SELECTION
Restrictive monetary policy likely caused the recession initially (e.g. Bernanke trying to prove he wasn’t an “inflation dove”). The Fed Funds Rate was too high for too long.
Yet, the Fed deserves a lot of credit for easing the money supply starting in September 2007, while oil prices continued to surge to $150 a barrel by mid-2008, and Bush deserves a lot of credit for the tax cut in early 2008, to give the Fed time catching-up, after falling behind the curve, and putting the economy on the path to another mild recession, until Lehman failed in September 2008, which caused the economy to fall off a cliff.
Much better economic policies out of Washington would’ve resulted in a much stronger recovery.
The Fed could’ve began a tightening cycle in 2010.
“until Lehman failed in September 2008”
peak, what lead to the demise of lehman? why did they fail?
Lehman collapsed because they couldn’t borrow overnight.
Mike: And why was Lehman unable to borrow short term?
Lehman failed, because it took too much risk to make too much money during the housing boom and then lost too much money during the housing bust.
“Lehman’s demise made it the largest victim of the U.S. subprime mortgage-induced financial crisis that swept through global financial markets in 2008. Lehman’s collapse was a seminal event that greatly intensified the 2008 crisis and contributed to the erosion of close to $10 trillion in market capitalization from global equity markets in October 2008.
Lehman’s high degree of leverage – the ratio of total assets to shareholders equity – was 31 in 2007, and its huge portfolio of mortgage securities made it increasingly vulnerable to deteriorating market conditions.
Cheap money…found easy prey in restless bankers – and restless borrowers who had no income, no job and no assets.
According to 2007 news reports, financial firms and hedge funds owned more than $1 trillion in securities backed by these now-failing subprime mortgages – enough to start a global financial tsunami if more subprime borrowers started defaulting.”
Menzie,
According to the post-mortem, performed by Jenner and Block, Lehman collapsed due to poor managerial decisions, excessive risk and failure of regulators to anticipate and mitigate the outcome.

WHAT YOU ARE ASKED TO DO
Carry on the discussion above about the 2008 recession and Lehman's collapse, starting right after its final sentence.

RECORD EXTRACTS
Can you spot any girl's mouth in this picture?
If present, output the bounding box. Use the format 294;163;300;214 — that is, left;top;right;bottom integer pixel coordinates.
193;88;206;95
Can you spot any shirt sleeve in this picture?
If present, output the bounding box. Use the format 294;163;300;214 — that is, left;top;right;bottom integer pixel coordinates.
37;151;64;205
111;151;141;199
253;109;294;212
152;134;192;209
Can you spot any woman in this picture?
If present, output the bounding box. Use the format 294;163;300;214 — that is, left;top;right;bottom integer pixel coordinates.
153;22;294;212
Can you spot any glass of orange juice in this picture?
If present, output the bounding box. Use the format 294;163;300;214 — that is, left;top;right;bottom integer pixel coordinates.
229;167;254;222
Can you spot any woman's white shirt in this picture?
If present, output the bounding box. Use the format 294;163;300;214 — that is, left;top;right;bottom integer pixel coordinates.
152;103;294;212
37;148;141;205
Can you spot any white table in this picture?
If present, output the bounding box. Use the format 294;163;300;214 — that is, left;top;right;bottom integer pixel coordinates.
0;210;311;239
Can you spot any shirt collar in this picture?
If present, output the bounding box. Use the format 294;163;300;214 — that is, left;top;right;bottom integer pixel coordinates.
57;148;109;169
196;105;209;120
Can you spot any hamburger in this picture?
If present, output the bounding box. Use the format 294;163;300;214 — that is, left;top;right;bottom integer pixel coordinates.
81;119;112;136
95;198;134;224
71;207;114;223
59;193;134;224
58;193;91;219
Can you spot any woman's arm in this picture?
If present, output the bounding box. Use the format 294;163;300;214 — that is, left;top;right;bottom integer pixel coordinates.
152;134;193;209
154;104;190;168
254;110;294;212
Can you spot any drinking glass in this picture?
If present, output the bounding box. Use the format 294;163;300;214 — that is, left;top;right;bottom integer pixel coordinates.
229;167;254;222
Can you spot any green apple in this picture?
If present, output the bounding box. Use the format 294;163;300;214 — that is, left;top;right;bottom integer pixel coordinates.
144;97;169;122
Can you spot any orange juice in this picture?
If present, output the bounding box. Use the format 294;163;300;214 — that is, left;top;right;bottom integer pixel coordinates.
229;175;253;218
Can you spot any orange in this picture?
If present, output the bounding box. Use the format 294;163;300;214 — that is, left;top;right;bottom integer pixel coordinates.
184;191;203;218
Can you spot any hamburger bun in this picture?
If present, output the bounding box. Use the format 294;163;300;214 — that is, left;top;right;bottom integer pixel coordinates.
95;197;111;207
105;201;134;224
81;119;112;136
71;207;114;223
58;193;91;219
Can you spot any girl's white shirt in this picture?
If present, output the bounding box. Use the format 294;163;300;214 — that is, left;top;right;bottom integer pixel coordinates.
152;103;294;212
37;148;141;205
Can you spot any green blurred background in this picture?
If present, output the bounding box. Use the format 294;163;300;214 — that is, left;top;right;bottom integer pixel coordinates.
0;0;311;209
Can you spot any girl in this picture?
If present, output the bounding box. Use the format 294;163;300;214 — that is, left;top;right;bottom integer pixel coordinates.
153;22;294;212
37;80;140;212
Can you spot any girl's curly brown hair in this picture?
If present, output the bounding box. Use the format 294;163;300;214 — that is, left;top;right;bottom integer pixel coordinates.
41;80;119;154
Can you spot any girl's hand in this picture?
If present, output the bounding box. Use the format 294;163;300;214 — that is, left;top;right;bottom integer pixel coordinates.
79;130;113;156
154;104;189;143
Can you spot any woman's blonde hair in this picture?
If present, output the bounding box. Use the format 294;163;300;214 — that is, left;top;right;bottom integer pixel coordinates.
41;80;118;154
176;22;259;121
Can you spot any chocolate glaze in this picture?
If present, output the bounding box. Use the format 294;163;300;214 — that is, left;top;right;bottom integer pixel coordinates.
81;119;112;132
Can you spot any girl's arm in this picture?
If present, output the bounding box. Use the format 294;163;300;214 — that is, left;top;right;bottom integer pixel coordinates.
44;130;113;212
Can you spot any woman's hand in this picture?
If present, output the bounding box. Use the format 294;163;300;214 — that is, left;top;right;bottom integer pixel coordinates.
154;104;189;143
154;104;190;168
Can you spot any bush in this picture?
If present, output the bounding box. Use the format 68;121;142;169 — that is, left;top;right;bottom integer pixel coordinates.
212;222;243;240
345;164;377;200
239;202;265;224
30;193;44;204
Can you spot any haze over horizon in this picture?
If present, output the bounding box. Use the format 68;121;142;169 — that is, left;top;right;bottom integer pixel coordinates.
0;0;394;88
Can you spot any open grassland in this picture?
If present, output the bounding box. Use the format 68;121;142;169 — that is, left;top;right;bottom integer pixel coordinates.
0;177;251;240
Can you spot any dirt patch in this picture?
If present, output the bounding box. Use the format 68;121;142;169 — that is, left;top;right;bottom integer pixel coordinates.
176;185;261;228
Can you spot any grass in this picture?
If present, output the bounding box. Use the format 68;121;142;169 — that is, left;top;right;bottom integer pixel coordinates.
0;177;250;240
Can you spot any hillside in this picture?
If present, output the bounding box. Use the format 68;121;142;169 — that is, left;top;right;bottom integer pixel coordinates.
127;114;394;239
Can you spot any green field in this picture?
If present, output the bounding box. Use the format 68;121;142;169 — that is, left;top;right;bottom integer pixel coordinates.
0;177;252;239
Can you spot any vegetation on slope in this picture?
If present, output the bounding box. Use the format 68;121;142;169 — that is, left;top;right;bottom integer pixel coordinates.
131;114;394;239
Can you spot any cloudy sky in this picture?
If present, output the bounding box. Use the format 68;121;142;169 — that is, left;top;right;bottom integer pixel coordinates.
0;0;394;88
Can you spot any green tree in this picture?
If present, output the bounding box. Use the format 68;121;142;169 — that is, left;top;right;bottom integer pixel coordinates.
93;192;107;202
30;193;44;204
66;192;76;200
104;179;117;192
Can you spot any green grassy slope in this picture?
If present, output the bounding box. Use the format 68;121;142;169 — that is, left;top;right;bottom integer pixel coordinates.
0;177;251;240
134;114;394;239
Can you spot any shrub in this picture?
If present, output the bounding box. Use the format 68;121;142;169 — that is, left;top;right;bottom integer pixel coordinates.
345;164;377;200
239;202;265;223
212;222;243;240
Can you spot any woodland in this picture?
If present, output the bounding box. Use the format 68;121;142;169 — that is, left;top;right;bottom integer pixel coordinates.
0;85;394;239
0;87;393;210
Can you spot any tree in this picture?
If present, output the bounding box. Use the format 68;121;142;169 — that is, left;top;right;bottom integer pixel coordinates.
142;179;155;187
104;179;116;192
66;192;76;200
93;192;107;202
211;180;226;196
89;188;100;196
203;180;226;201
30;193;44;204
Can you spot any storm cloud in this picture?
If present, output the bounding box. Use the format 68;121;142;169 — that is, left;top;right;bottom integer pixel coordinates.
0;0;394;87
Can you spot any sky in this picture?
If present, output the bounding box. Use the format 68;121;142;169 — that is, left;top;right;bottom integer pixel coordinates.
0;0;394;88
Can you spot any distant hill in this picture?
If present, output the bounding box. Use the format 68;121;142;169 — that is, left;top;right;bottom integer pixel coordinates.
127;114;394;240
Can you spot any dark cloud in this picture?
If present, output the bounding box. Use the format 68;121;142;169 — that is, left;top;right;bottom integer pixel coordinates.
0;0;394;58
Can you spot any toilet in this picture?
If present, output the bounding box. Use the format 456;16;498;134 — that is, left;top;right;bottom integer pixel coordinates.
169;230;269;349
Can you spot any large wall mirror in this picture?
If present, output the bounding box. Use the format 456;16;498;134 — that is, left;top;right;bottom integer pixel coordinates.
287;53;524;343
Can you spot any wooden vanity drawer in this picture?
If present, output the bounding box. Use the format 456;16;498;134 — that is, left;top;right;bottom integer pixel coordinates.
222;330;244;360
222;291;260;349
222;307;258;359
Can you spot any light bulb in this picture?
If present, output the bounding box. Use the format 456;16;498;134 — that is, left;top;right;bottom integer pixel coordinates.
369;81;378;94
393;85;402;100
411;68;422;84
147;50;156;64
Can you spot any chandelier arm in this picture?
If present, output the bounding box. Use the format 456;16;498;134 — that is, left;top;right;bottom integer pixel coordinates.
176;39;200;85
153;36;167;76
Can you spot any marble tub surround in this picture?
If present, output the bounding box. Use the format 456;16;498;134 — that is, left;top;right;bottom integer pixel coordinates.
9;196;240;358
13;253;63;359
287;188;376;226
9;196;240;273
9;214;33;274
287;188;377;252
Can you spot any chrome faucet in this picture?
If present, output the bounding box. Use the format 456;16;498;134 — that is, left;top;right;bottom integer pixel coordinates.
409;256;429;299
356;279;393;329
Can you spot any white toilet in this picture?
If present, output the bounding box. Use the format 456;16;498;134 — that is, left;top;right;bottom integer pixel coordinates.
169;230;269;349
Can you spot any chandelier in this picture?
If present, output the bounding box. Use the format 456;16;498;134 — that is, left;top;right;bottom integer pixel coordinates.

TASK OUTPUT
Mike: Well, I’d like to put it into economic terms; Lehman leveraged up in part due to the failure of regulators (SEC) to require higher capital ratios. In other words, illiquidity was likely due to perceived insolvency. On whose watch did the leveraging occur?
Q4 GDP Per Capita Drops to 1.9%
January 30, 2015
“…the Advance Estimate for Q4 2014 real GDP came in at 2.6 percent down from 5.0 percent in Q3. Real GDP per capita was lower at 1.9 percent, a decline from 4.2 percent per capita in Q3.
Updated Chart:
http://www.advisorperspectives.com/dshort/charts/indicators/GDP-per-capita-overview.html?Real-GDP-per-capita-since-1960-log.gif
One economist, basically, sees the domestic economy as an engine that normally fires on four cylinders:
1. Inventories.
2. Employment gains.
3. Consumer spending growth.
4. Residential construction.
The relatively weak cylinder is residential construction.
Charts:
http://www.census.gov/briefrm/esbr/www/esbr020.html
http://research.stlouisfed.org/fred2/series/HOUST
No, GDP does measure production, not consumption. But it does it indirectly. It measures consumption and adjust that for trade and inventories to indirectly estimate production. By measuring only final demand it avoids the difficulty of avoiding double counting– from iron ore to steel to autos.
Over the last 20 quarters — 2010 to 2014 –trade made a positive contribution in only eight quarters. Given the strength of the dollar and stronger growth in the US then abroad one should expect trade to be a negative for growth as we go forward. Cumulatively, since 210 the net contribution of trade has been negative.
Mc Bride is right, relax. and good night.
“Fortunately, for now, the yield curve is not signaling a recession in the next year [1].”
And the yield curve WILL NOT signal a recession during a debt-deflationary regime of the Long Wave, which we have been in since 2008, and Japan has experienced since 1998-2001.
The Fed WILL NOT raise rates in a debt-deflationary regime. The 10-year yield will presage the secular trend rate of nominal GDP below 2% in the years ahead, implying the US 10-year yield at 1% or below.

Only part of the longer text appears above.